Quote every one of the records below word for word, line by line.

-- start Input records --

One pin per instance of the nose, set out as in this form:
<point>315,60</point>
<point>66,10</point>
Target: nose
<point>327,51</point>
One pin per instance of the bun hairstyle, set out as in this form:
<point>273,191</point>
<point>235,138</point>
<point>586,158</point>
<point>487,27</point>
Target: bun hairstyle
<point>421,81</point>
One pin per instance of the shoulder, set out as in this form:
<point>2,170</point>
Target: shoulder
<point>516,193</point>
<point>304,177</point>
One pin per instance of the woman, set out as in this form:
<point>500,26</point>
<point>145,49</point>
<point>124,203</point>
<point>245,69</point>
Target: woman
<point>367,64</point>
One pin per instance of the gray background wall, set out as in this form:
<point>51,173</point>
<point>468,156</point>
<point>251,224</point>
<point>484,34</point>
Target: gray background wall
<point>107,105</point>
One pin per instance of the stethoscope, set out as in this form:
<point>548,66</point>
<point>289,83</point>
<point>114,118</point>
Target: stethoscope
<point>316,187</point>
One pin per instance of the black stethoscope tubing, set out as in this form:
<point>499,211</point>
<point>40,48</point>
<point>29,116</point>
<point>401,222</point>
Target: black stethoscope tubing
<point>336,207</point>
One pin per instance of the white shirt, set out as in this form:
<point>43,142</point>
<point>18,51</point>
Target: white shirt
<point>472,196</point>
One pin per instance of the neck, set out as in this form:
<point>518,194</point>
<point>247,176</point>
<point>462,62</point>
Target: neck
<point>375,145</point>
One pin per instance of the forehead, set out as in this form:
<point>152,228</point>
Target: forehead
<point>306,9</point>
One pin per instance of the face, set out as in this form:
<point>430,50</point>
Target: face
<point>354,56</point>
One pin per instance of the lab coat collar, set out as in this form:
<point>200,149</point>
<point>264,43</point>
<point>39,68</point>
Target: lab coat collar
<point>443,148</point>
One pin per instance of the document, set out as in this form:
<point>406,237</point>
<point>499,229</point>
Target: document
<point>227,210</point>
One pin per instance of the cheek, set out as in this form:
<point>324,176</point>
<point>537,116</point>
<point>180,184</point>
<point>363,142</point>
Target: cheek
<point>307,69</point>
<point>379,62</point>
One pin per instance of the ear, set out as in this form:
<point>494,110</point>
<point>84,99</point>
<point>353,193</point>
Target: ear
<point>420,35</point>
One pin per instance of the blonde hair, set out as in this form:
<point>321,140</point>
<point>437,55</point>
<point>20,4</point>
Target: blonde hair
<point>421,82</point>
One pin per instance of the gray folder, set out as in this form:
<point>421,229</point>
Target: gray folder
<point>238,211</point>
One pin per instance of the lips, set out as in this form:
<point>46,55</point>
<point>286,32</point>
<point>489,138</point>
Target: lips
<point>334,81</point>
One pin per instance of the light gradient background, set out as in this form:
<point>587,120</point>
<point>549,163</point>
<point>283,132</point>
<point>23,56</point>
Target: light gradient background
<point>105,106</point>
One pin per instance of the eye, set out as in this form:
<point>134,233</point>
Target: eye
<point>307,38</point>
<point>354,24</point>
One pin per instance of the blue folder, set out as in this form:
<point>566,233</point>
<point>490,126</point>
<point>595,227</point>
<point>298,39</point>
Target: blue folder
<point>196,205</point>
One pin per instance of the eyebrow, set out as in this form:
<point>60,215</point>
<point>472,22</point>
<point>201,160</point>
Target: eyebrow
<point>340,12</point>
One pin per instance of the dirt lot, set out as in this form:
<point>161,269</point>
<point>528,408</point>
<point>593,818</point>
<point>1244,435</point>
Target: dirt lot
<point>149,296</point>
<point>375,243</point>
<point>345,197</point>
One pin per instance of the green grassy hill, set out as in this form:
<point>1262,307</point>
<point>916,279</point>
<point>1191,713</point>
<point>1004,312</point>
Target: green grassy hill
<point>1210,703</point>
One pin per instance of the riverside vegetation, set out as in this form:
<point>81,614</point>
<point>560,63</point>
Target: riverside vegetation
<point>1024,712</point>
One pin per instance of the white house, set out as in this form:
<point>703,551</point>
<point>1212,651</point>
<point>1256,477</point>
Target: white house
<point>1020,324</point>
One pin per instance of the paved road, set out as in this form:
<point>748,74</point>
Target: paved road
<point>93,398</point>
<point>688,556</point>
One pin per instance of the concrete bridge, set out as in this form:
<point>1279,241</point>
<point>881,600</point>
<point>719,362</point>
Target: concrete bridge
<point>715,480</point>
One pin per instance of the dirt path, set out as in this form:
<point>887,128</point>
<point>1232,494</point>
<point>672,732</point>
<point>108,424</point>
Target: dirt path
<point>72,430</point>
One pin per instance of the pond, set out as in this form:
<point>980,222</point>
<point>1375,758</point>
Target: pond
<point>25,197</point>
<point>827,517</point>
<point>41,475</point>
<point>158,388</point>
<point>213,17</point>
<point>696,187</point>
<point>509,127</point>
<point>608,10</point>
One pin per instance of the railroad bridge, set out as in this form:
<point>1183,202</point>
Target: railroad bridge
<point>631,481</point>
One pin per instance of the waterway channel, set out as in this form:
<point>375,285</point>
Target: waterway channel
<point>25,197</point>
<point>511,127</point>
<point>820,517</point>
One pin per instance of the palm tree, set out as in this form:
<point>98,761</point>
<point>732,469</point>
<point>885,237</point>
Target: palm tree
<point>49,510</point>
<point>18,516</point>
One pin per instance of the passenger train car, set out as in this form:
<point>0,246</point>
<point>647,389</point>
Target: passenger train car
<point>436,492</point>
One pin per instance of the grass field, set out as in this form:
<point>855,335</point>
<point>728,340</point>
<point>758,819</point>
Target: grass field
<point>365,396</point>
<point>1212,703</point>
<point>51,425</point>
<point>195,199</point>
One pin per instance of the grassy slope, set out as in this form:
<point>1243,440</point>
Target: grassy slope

-- end Input records --

§ Expected output:
One pin per instance of the nose, set out as in this form:
<point>315,60</point>
<point>66,10</point>
Target: nose
<point>327,51</point>
One pin per instance of the bun hairstyle, set out as in this form:
<point>273,191</point>
<point>235,138</point>
<point>586,158</point>
<point>487,27</point>
Target: bun hairstyle
<point>421,81</point>
One pin per instance of the shoulder, set out as in this form:
<point>2,170</point>
Target: shoulder
<point>516,193</point>
<point>304,177</point>
One pin per instance of the woman, set out as in this form:
<point>500,26</point>
<point>145,49</point>
<point>124,203</point>
<point>245,69</point>
Target: woman
<point>367,64</point>
One pin per instance of the gray background wall, set out as in this form:
<point>51,173</point>
<point>468,156</point>
<point>251,224</point>
<point>484,34</point>
Target: gray background wall
<point>107,105</point>
One pin per instance of the stethoscope, set out as in this form:
<point>548,66</point>
<point>289,83</point>
<point>114,118</point>
Target: stethoscope
<point>316,187</point>
One pin per instance of the black stethoscope tubing, set out as in this form:
<point>499,211</point>
<point>40,48</point>
<point>29,116</point>
<point>401,222</point>
Target: black stethoscope tubing
<point>336,207</point>
One pin per instance of the white shirt, set out as in this form:
<point>43,142</point>
<point>18,51</point>
Target: white shirt
<point>472,196</point>
One pin per instance of the neck, set out as in this form:
<point>518,194</point>
<point>247,176</point>
<point>462,62</point>
Target: neck
<point>375,145</point>
One pin per instance of the forehead, set out as in this form:
<point>152,228</point>
Target: forehead
<point>306,9</point>
One pin per instance of the face, set out as in this form:
<point>430,50</point>
Target: face
<point>354,56</point>
One pin per instance of the lab coat collar, set out as in this form:
<point>200,149</point>
<point>264,43</point>
<point>39,68</point>
Target: lab coat collar
<point>443,148</point>
One pin per instance of the document, set out as in this form:
<point>406,237</point>
<point>499,229</point>
Target: document
<point>227,210</point>
One pin per instance of the cheek, set out as in this form:
<point>324,176</point>
<point>537,116</point>
<point>180,184</point>
<point>363,142</point>
Target: cheek
<point>307,69</point>
<point>379,62</point>
One pin per instance of the ear, set out as in this form:
<point>494,110</point>
<point>84,99</point>
<point>353,193</point>
Target: ear
<point>420,35</point>
One pin per instance of the blonde hair, set out as in this form:
<point>321,140</point>
<point>437,55</point>
<point>20,4</point>
Target: blonde hair
<point>421,82</point>
One pin per instance of the gray folder, set out as in this form:
<point>421,229</point>
Target: gray folder
<point>238,211</point>
One pin per instance of the lips, set out as in this form:
<point>46,55</point>
<point>286,32</point>
<point>489,138</point>
Target: lips
<point>334,81</point>
One pin per instance of the light gradient background, set out as in this form:
<point>587,120</point>
<point>549,163</point>
<point>283,132</point>
<point>23,56</point>
Target: light gradient background
<point>105,106</point>
One pin per instance of the eye, set out as in this form:
<point>134,233</point>
Target: eye
<point>307,38</point>
<point>354,24</point>
One pin per instance of the blue folder, set out as in this form:
<point>566,233</point>
<point>490,126</point>
<point>595,227</point>
<point>298,39</point>
Target: blue folder
<point>196,205</point>
One pin per instance of the eyebrow, set out as in this form:
<point>60,215</point>
<point>472,22</point>
<point>201,160</point>
Target: eyebrow
<point>340,12</point>
One pin per instance of the dirt lot, set out as in this form:
<point>161,269</point>
<point>528,408</point>
<point>593,818</point>
<point>1244,435</point>
Target: dirt lot
<point>149,296</point>
<point>375,243</point>
<point>345,197</point>
One pin per instance of the green grassy hill, set out as in this form:
<point>1262,307</point>
<point>916,279</point>
<point>1191,713</point>
<point>1004,312</point>
Target: green grassy hill
<point>1210,703</point>
One pin per instance of the riverside vegetation, set out as in this form:
<point>81,614</point>
<point>560,63</point>
Target: riverside vegetation
<point>1024,712</point>
One pin per instance of the white house, set out as in this form:
<point>703,551</point>
<point>1212,651</point>
<point>1256,477</point>
Target: white house
<point>1020,324</point>
One pin per instance of the paved road, set out as in this form:
<point>748,74</point>
Target: paved road
<point>93,398</point>
<point>688,556</point>
One pin per instance of the concrete bridge, set out as in this form:
<point>1279,241</point>
<point>881,600</point>
<point>719,362</point>
Target: concrete bridge
<point>715,480</point>
One pin per instance of the dirt path, set out as in this form:
<point>887,128</point>
<point>1232,494</point>
<point>672,732</point>
<point>108,424</point>
Target: dirt path
<point>72,430</point>
One pin per instance of the pond, set out as in this form:
<point>980,222</point>
<point>1375,758</point>
Target: pond
<point>25,197</point>
<point>827,517</point>
<point>41,475</point>
<point>158,388</point>
<point>213,17</point>
<point>696,187</point>
<point>509,127</point>
<point>608,10</point>
One pin per instance of the railroad bridge, set out as in this form:
<point>1183,202</point>
Target: railroad bridge
<point>631,481</point>
One pin per instance of the waterway channel, set out as in this form:
<point>375,285</point>
Target: waterway channel
<point>25,197</point>
<point>511,127</point>
<point>820,517</point>
One pin per instance of the palm tree, set out as in this form:
<point>98,761</point>
<point>732,469</point>
<point>885,237</point>
Target: palm tree
<point>49,510</point>
<point>18,516</point>
One pin per instance of the passenger train car, set out as in this form:
<point>0,246</point>
<point>647,389</point>
Target: passenger train car
<point>436,492</point>
One pin per instance of the grass field, set out as in this form:
<point>855,335</point>
<point>728,340</point>
<point>758,819</point>
Target: grass field
<point>365,396</point>
<point>1212,703</point>
<point>51,425</point>
<point>195,199</point>
One pin per instance of the grassy slope, set out as in this form:
<point>1243,440</point>
Target: grassy slope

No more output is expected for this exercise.